Required action:
Copy the data below exactly.

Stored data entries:

————

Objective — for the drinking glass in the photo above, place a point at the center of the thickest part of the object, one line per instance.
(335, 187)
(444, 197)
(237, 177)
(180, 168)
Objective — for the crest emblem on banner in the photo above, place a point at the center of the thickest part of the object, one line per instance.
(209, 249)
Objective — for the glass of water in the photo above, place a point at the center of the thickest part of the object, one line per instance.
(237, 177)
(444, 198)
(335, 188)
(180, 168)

————

Result of the exercise:
Objective — for the drinking glass in the photo above, place a point at the center of the thickest part of the object, one line per instance.
(335, 187)
(444, 197)
(237, 177)
(180, 168)
Objective — for the crest emblem on banner in the photo above, place a point at the center of the thickest part of the object, one line per instance.
(209, 249)
Objective — for the glass of water in the photo above, place a point at the center of the thickest part of the object, one line per instance.
(237, 177)
(444, 198)
(335, 188)
(180, 168)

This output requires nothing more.